▸ THE PROBLEM
With nothing left out, repeat every entry exactly.

Referring expression pointing data
______________________________
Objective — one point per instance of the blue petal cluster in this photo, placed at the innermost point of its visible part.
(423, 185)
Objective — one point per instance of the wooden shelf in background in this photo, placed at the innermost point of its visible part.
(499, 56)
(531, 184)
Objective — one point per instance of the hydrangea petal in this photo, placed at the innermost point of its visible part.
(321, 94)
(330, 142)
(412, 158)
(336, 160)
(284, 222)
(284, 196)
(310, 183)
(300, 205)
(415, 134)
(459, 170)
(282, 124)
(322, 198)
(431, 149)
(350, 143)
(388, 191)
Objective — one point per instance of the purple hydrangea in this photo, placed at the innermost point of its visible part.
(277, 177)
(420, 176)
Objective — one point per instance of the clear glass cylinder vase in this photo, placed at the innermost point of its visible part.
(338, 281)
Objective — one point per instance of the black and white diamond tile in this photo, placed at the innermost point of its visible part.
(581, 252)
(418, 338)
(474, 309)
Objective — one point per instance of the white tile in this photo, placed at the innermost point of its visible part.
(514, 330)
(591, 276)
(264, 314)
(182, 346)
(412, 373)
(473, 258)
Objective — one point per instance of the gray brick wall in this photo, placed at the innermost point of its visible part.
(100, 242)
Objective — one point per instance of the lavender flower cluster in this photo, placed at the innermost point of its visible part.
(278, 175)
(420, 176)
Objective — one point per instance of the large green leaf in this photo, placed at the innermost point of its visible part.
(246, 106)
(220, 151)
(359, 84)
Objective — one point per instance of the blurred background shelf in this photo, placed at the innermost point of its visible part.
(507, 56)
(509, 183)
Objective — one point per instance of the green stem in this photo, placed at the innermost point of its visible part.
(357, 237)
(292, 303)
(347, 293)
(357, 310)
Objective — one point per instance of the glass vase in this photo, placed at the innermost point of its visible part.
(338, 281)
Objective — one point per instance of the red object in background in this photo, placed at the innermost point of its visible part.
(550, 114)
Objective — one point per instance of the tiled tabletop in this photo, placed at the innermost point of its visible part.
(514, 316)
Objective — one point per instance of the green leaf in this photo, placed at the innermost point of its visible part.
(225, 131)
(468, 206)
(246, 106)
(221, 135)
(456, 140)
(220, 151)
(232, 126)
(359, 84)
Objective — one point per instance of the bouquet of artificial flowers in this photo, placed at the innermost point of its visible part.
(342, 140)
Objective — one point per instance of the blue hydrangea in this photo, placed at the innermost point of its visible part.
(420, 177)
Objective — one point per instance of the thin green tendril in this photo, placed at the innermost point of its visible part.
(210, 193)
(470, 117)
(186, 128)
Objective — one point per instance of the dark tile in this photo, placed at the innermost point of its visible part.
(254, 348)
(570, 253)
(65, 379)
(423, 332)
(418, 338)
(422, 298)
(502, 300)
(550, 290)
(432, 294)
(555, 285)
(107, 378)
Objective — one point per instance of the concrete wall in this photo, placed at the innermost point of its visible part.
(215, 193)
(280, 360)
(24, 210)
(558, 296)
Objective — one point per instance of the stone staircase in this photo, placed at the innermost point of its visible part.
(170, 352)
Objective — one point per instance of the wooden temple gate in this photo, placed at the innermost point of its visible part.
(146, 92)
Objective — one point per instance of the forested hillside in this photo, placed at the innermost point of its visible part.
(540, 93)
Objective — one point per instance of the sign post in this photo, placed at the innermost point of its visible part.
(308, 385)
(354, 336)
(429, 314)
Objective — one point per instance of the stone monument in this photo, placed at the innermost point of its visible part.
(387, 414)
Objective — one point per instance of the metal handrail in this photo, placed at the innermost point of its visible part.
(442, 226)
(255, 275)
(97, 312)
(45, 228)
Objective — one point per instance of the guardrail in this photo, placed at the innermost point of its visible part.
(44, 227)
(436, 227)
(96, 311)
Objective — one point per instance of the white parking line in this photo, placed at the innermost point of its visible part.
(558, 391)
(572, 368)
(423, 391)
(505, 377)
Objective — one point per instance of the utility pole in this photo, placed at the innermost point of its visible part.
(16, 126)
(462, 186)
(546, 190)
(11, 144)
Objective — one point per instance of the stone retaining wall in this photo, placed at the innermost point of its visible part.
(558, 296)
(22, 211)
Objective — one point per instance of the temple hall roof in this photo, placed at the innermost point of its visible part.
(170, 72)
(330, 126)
______________________________
▸ SOLUTION FOR THIS PROBLEM
Objective — one point per instance of the blue petal cluster in this photo, placed at the innermost point of its visible part.
(423, 185)
Objective — one point per instance of the wooden shelf in background in this photo, placed at the innermost point of its visible part.
(499, 56)
(531, 184)
Objective — one point per instance of the hydrangea petal in this photo, placed at the innermost point of its visible part.
(321, 94)
(330, 142)
(412, 158)
(336, 160)
(284, 222)
(284, 196)
(310, 183)
(300, 205)
(415, 134)
(459, 170)
(282, 124)
(322, 198)
(431, 149)
(350, 143)
(388, 191)
Objective — one point per instance of the purple hydrangea in this photo, placed at the innermost point of its visible part.
(277, 177)
(420, 176)
Objective — one point per instance of the clear glass cylinder vase in this photo, placed at the innermost point of its visible part.
(338, 281)
Objective — one point per instance of the black and white diamond tile in this photo, placed at the innermost point of its visible part.
(581, 252)
(418, 338)
(474, 309)
Objective — one point per instance of the white tile in this photo, placed at the innermost point of its visible part.
(514, 330)
(591, 276)
(264, 314)
(182, 346)
(412, 373)
(473, 258)
Objective — one point per instance of the gray brick wall in this photo, placed at the innermost point of its visible part.
(100, 242)
Objective — one point per instance of the lavender flower cluster in this photo, placed at the innermost point of its visible part.
(278, 175)
(420, 176)
Objective — one point per instance of the large green leaf in this photo, placed at the innermost point of its visible part.
(246, 106)
(220, 151)
(359, 84)
Objective — one point per instance of the blurred background shelf in this photo, placed at the innermost point of its visible part.
(507, 56)
(509, 183)
Objective — one point per instance of the green stem in this photo, placed at the innermost point of its visible part.
(357, 237)
(292, 303)
(347, 293)
(357, 310)
Objective — one point per instance of the glass vase in this photo, placed at the innermost point of its visible part.
(338, 281)
Objective — one point per instance of the red object in background in this photo, placed at the innermost point of its visible part.
(550, 114)
Objective — one point per instance of the tiled tabletop in this photo, placed at the innermost point of its visible part.
(514, 316)
Objective — one point per instance of the green leaf in this photo, placed at the innermost point of its visible part.
(225, 131)
(468, 206)
(246, 106)
(221, 135)
(456, 140)
(220, 151)
(232, 126)
(359, 84)
Objective — one point per instance of the bouquet of artificial flowers in this photo, placed at the innermost point of its visible part.
(342, 140)
Objective — one point per instance of the blue hydrangea in this photo, placed at the innermost point of its visible part.
(420, 177)
Objective — one point per instance of the thin green tendril in this photo, placed at the innermost point of its visible part.
(210, 193)
(470, 117)
(186, 128)
Objective — one point per instance of the dark tile in this photo, placed at the innermost point of its visible part.
(254, 348)
(570, 253)
(65, 379)
(423, 332)
(418, 338)
(422, 298)
(502, 300)
(550, 290)
(432, 294)
(555, 285)
(107, 378)
Objective — one point per instance of the concrete wall in this photo, placed at the innermost point of its visible part.
(215, 193)
(280, 360)
(24, 210)
(558, 296)
Objective — one point per instance of the stone staircase in this photo, placed at the innermost point of its visible part.
(170, 352)
Objective — one point per instance of the wooden temple gate in this photo, placed at the innermost point of its visible part.
(146, 92)
Objective — one point per instance of the forested hillside in this photo, placed at the innermost point of its visible part.
(540, 93)
Objective — one point per instance of the sign post in this photo, placed at the innermost point of its visible part.
(308, 385)
(354, 336)
(429, 314)
Objective — one point per instance of the stone monument in this photo, placed at the innermost point of its visible part.
(387, 414)
Objective — one point per instance of the metal handrail in this photo, placed at the innermost point of its visible part.
(442, 226)
(255, 275)
(97, 312)
(45, 228)
Objective — one point per instance of the guardrail in this photo, placed at the innermost point of its visible part.
(44, 227)
(436, 227)
(96, 311)
Objective — one point per instance of the white parking line in this photo, placed at the innermost point of its visible part.
(558, 391)
(572, 368)
(423, 391)
(505, 377)
Objective — one point per instance of the utility pole in this photo, placed at the innermost point of its visible part.
(16, 126)
(462, 186)
(546, 190)
(11, 144)
Objective — one point per instance of the stone retaining wall in this photo, placed at the innermost point of its visible part.
(558, 296)
(22, 211)
Objective — one point per instance of the temple hall roof in this photo, placed at the innermost point of its visible part.
(170, 72)
(330, 126)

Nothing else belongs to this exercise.